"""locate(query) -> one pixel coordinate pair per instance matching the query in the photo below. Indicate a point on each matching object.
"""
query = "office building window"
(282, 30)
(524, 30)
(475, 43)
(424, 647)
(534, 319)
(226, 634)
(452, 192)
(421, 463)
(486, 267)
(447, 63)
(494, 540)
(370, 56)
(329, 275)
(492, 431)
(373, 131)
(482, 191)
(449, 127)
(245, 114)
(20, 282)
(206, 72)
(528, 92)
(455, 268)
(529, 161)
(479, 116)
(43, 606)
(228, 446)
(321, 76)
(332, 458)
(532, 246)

**Work order**
The full listing above needs to be given again exactly.

**Response for this exercise**
"""locate(query) -> one pixel coordinate pair per instance matching the query in the photo below. Indicate a point on each matching object.
"""
query = "office building window"
(282, 30)
(524, 30)
(475, 43)
(424, 647)
(534, 319)
(226, 634)
(452, 192)
(421, 463)
(486, 267)
(447, 63)
(494, 540)
(370, 56)
(329, 275)
(492, 431)
(373, 131)
(482, 191)
(449, 127)
(245, 114)
(20, 282)
(206, 72)
(528, 92)
(455, 268)
(529, 161)
(479, 116)
(43, 606)
(228, 446)
(321, 76)
(332, 458)
(532, 246)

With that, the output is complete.